TASK GOAL — Across the entries below, determine how many lines include the word "dirt". State only the resulting number.

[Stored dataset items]
──────────────────────────────

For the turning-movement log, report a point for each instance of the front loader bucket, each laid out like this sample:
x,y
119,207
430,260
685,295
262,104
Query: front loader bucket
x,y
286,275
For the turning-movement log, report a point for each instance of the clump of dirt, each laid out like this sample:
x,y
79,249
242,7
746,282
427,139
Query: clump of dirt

──────────────────────────────

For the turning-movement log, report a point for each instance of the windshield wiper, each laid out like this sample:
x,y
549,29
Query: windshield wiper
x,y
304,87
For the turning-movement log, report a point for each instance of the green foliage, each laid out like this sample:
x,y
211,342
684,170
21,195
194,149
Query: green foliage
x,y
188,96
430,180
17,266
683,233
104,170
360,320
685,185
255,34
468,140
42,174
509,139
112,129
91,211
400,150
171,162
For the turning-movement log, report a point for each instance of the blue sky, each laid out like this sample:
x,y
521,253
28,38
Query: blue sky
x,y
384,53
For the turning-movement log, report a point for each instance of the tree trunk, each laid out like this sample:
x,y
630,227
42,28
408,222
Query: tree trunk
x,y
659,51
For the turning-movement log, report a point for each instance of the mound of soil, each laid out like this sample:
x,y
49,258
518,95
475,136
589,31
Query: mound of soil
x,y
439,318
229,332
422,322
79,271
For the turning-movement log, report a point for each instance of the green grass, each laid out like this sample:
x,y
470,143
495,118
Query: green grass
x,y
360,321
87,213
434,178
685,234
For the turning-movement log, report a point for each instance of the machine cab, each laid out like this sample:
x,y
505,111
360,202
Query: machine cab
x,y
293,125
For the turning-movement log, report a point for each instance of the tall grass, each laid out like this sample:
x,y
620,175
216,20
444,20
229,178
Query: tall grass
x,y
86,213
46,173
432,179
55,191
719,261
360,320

──────────────────────────────

ANSWER BELOW — 2